Selected excerpt:

· · · ·

DETAILED DESCRIPTION OF THE PREFERRED EMBODIMENT
[0022] Referring to FIG. 1, one configuration for the subsea
wellhead assembly includes a conductor housing 11, which will
locate at the sea floor. Conductor housing 11 is a large tubular
member that is secured to a string of conductor pipe (not shown).
Conductor pipe (not shown) extends to a first depth into the well.
A tubular wellhead member or wellhead housing 13 lands in the
conductor housing 11. Wellhead housing 13 is typically a high
pressure tubular member having an exterior surface 15 and an
interior surface 17. Wellhead housing 13 secures to a first string
of casing, which extends through the conductor pipe (not shown) to
a deeper depth into the well. Normally, the first string of casing
(not shown) is cemented in place.
[0023] Typically, an intermediate casing hanger 19 and intermediate
casing (not shown) are installed in wellhead housing 13 in the
first string of casing. Intermediate casing hanger 19 lands on a
lower shoulder located on interior surface 17 of the wellhead
housing 13. In the preferred embodiment, an intermediate casing
hanger packoff 23 seals intermediate casing hanger 19 with interior
surface 17 of the wellhead housing 13. Intermediate casing hanger
19 secures to a string of intermediate casing (not shown), which is
cemented in place. Intermediate casing (not shown) extends between
the first string of casing (not shown) and production casing 29 to
an intermediate depth.
[0024] In the preferred embodiment, a production casing hanger or
casing hanger 21 having an interior surface and an exterior surface
lands on a shoulder on intermediate casing hanger 19. A production
casing hanger packoff 27 seals casing hanger 21 with interior
surface 17 of wellhead housing 13. A production casing 29 attaches
to a lower portion of casing hanger 21. Production casing 29
extends through the intermediate string of casing (not shown) to a
final depth of the well. Production casing 29 is cemented in
place.
[0025] A production casing annulus or casing annulus 31 is in the
space surrounding the production casing 29. In the preferred
embodiment, casing annulus 31 surrounds casing hanger 21, and
packoff 27 prevents leakage past casing hanger 21. Normally, there
would be only nominal, atmospheric pressure in casing annulus 31.

· · · ·

Work to complete:
(1) In the wellhead assembly description, what seals casing hanger 21 with interior surface 17 of wellhead housing 13?
(2) Echo everything in the wellhead assembly description from "DETAILED DESCRIPTION OF" down to "first depth into the well.".
Nothing in the listing is needed.

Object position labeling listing
· · · ·

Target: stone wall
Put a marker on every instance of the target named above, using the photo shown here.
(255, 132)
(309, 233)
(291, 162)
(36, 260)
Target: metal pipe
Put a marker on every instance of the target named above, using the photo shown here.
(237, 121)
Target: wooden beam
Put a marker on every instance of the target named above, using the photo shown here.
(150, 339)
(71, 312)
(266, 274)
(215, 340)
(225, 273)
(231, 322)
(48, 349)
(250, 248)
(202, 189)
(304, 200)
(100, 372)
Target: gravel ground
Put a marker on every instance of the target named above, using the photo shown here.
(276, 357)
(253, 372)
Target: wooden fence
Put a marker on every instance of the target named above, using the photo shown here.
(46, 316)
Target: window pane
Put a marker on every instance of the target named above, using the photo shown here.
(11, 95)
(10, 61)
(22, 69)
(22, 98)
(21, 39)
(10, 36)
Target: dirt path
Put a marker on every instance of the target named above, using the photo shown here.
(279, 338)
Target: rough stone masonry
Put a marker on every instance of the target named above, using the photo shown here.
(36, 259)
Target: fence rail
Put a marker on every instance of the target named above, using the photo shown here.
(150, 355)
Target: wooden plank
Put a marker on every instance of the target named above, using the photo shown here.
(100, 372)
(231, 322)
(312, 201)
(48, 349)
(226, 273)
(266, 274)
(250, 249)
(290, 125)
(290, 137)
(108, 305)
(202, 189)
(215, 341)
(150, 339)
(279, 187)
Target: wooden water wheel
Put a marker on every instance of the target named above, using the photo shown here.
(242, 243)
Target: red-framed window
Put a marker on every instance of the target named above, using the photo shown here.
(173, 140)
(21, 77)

· · · ·

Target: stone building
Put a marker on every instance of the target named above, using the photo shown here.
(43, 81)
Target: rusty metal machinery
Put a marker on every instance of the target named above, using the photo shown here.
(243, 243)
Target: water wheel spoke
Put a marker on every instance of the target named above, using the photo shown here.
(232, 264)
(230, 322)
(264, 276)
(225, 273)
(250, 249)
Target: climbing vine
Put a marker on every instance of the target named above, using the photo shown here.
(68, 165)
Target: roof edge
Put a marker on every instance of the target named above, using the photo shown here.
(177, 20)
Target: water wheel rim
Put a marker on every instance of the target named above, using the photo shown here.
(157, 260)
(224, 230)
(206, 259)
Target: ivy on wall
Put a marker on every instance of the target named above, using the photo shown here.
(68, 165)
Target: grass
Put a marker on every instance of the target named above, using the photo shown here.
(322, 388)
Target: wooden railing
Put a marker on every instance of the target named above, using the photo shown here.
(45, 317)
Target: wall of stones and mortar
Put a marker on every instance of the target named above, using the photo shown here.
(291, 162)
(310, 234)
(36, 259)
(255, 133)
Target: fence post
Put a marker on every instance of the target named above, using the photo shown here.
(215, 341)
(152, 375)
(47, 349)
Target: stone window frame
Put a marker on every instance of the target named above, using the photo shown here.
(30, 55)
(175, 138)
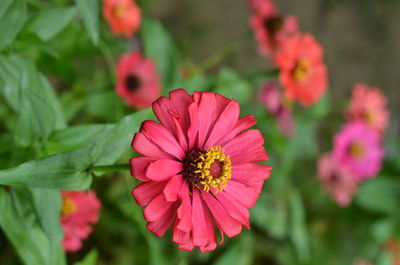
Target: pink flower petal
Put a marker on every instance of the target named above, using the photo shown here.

· · · ·

Answers to each task:
(1) Production casing hanger packoff 27.

(2)
DETAILED DESCRIPTION OF THE PREFERRED EMBODIMENT
[0022] Referring to FIG. 1, one configuration for the subsea
wellhead assembly includes a conductor housing 11, which will
locate at the sea floor. Conductor housing 11 is a large tubular
member that is secured to a string of conductor pipe (not shown).
Conductor pipe (not shown) extends to a first depth into the well.